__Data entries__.
>> start
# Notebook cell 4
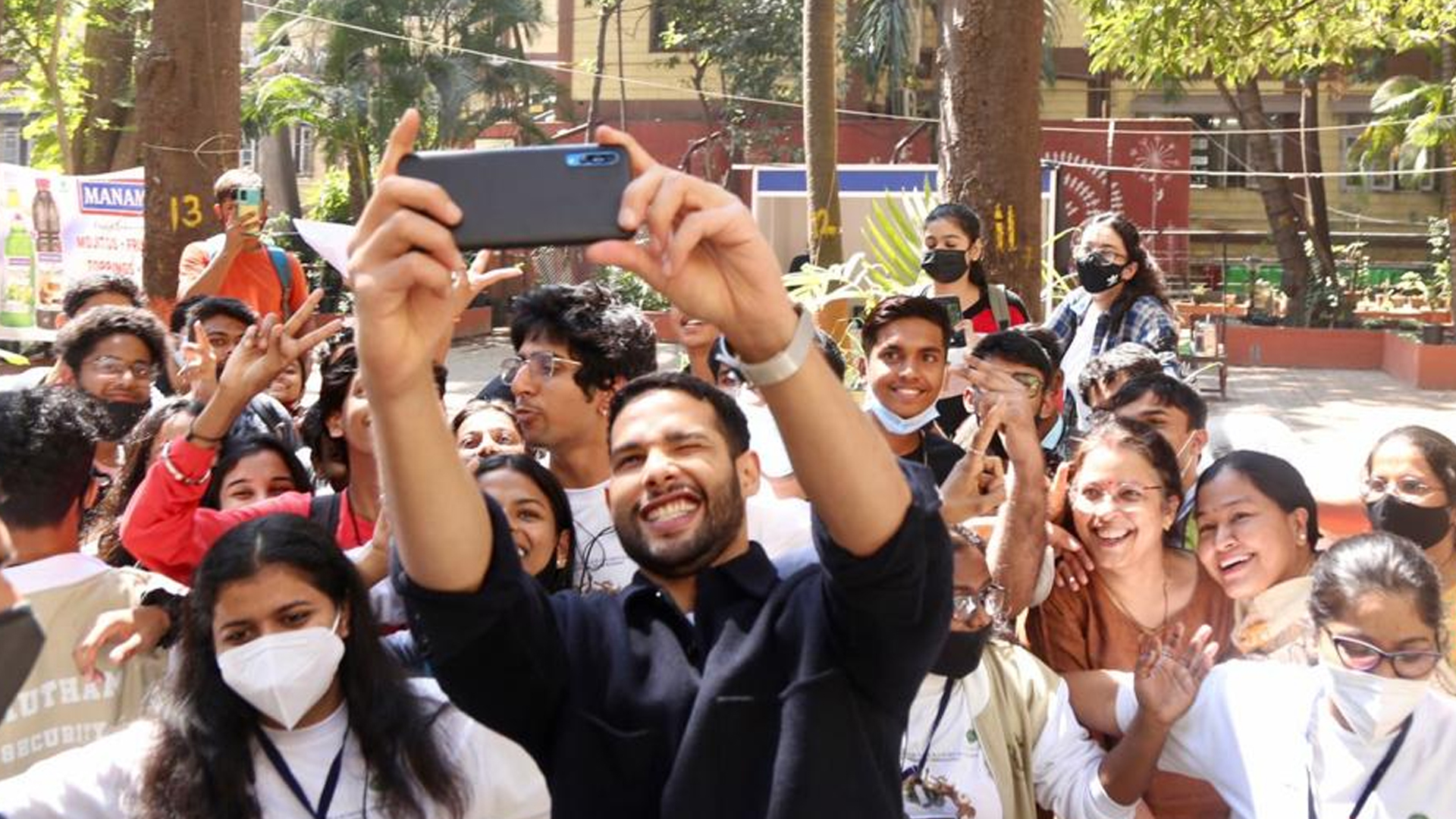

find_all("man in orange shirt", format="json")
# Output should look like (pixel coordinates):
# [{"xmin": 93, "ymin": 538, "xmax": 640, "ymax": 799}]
[{"xmin": 177, "ymin": 169, "xmax": 309, "ymax": 318}]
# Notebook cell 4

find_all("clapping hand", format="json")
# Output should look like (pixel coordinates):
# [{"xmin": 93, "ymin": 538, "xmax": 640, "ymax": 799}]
[{"xmin": 1133, "ymin": 623, "xmax": 1219, "ymax": 727}]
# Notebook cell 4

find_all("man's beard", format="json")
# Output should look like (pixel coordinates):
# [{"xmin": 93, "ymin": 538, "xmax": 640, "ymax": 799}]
[{"xmin": 611, "ymin": 471, "xmax": 744, "ymax": 579}]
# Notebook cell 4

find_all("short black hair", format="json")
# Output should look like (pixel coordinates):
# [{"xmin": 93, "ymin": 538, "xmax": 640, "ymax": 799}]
>> end
__SHORT PROBLEM__. Output every line of the material above verbatim, leaving out the pictures.

__WRITTEN RESPONSE__.
# Notebook cell 4

find_all("man in orange shirt", format="json")
# Output should look like (pixel coordinates):
# [{"xmin": 93, "ymin": 538, "xmax": 640, "ymax": 799}]
[{"xmin": 177, "ymin": 169, "xmax": 309, "ymax": 318}]
# Notebook cell 4

find_all("clapping hand", format="json")
# Output should look like (pixel coordinates):
# [{"xmin": 93, "ymin": 538, "xmax": 640, "ymax": 799}]
[{"xmin": 1133, "ymin": 623, "xmax": 1219, "ymax": 727}]
# Notebook cell 4

find_all("man's beard", format="json")
# Output should look like (pixel coordinates):
# [{"xmin": 93, "ymin": 538, "xmax": 640, "ymax": 799}]
[{"xmin": 611, "ymin": 471, "xmax": 744, "ymax": 579}]
# Notebook cell 4

find_all("short black hair", format="json")
# Output should look like (pixel coordinates):
# [{"xmin": 93, "ymin": 538, "xmax": 640, "ymax": 799}]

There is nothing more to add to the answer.